# [Text segment]
* * * * *

Publication date: 22 February 2012

Recently New Scientist magazine published an article on Transcranial Direct Current Stimulation (tDCS) reflecting a growing level of interest in the subject. Current research is exploring the therapeutic efficacy of tDCS, but as the article indicates, also its potential in helping all of us access optimal performance, especially in learning. Whilst tDCS must still be regarded as an experimental therapy it clearly has lots of potential, and tDCS and other forms of neurotherapy and neurofeedback are available to clients of York Mind-Body Health.

What exactly is tDCS? It's a very simple form of brain stimulation – indeed it's hard to imagine a much simpler technology. The hardware is little more than a 9V battery together with a means of connecting its positive and negative terminals to the head. One of the poles is applied to a relatively small area of scalp using a salt water soaked sponge to carry the voltage. The other pole is attached to a wider area, either somewhere else on the scalp or on the neck or shoulder. When the device is turned on, a constant voltage is applied, creating a tingling sensation, and a total current of something like 1 milli-amp. A typical session lasts about 20 minutes, and the research suggests repeated sessions numbering of the order of 10 to be efficacious.

There are a couple of choices to make. Firstly, where to place the electrodes, or in effect which part of the brain to stimulate, and secondly whether to apply positive (or anodal) stimulation or negative (cathodal) stimulation. The former is thought to enhance neuronal excitability, while the latter inhibits it. Both are potentially therapeutic, and bear in mind that the brain's internal dynamics mean that stimulating one part of the brain is likely to inhibit other parts not being directly stimulated.

What does it mean to change neuronal excitability? It means making neurons either more or less likely to fire. That's also what neurotransmitters seem to do – and of course much of mainstream therapy for disorders such as anxiety and depression is pharmacotherapy targeted at neurotransmitters. Typically for anxiety you'd want to make neurons less excitable, on the assumption that they're actually over-active. (Incidentally at least one study suggests tDCS may alter dopamine dynamics.)

* * * * *

# [Assigned task 1]
In the tDCS article, how long does a typical session last?
# [Assigned task 2]
Extend the article on transcranial direct current stimulation, picking up after its final sentence.

* * * * *

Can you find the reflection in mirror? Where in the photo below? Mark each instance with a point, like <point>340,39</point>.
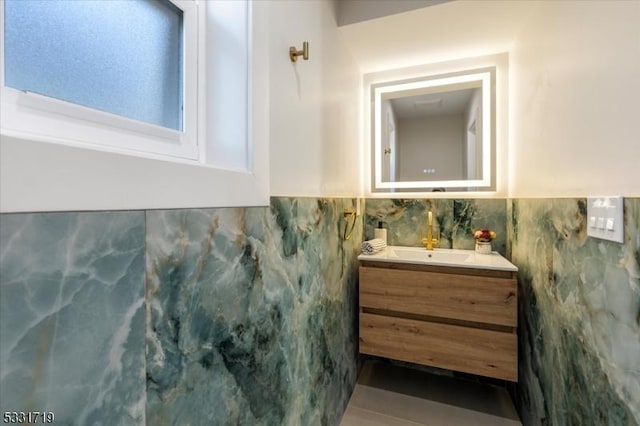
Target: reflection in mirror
<point>434,133</point>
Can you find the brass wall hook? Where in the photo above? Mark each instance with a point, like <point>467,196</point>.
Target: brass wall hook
<point>294,53</point>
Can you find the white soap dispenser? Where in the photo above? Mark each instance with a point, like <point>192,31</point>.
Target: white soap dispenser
<point>380,232</point>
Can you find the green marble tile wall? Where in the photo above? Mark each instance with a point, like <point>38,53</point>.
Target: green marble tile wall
<point>579,328</point>
<point>72,317</point>
<point>250,315</point>
<point>579,310</point>
<point>406,221</point>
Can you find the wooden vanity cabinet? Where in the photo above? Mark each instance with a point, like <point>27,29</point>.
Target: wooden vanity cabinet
<point>459,319</point>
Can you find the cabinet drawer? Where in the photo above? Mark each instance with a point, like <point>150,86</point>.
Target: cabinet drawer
<point>481,299</point>
<point>471,350</point>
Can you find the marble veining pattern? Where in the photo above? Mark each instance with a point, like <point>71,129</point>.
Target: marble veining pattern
<point>457,220</point>
<point>72,316</point>
<point>579,316</point>
<point>251,314</point>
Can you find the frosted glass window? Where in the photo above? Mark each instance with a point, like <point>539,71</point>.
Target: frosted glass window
<point>120,56</point>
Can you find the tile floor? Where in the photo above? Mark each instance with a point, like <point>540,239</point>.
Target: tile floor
<point>390,395</point>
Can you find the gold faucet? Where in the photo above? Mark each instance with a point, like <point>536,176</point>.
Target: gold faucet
<point>430,240</point>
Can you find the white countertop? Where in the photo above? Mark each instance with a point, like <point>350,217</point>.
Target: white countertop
<point>441,257</point>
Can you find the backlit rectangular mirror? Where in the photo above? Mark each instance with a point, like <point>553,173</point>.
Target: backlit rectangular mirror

* * * * *

# [Exercise response 1]
About 20 minutes.

# [Exercise response 2]
On what basis do we make these two choices of location and polarity? Because tDCS is an experimental technology there are no hard and fast rules. Speaking personally I take into account firstly the results of brain assessments, most notably a simple form of EEG assessment that I've described in previous blog posts. Secondly, my client's pattern of symptoms (e.g. depression, attention problems), and thirdly knowledge of brain functioning and research findings. An example of the latter is the discovery that emotional positivity correlates with a greater activation of the left prefrontal cortex relative to the right. Depressed people tend to have the opposite, so therefore an obvious protocol for tDCS is to positively stimulate the left side. This is what some of the researchers have tried (e.g. see this paper by Fregni et. al.) apparently with some success. Of course all depressed people may not show this asymmetry, which is why it is useful to do some form of brain assessment.

Research has shown tDCS may be effective for mood problems, cognitive problems such as working memory, chronic pain, stroke and brain injury, alcoholism and sensory perception. The effects seem to be long-lasting.

One of the most interesting ideas is around is that tDCS may enhance learning (e.g. see this tDCS article and tDCS research paper). Perhaps by affecting a type of brain cell structure called the NMDA receptor, which is associated with learning. Related to this is the idea that the New Scientist article explored, that tDCS may facilitate access to flow states.

I haven't come across any research that found safety issues with tDCS, although it is worth saying that the long term effects of repeated stimulation are unknown, and also that anything that is capable of positive effects may also have deleterious consequences if used in the wrong way.

Nonetheless I feel very excited for the future of this technology, not least because unlike many new treatments we hear about in the media, it is amazingly cheap. (I'm using tDCS equipment developed by Mind Alive, Canada.) I look forward to working with more clients using tDCS.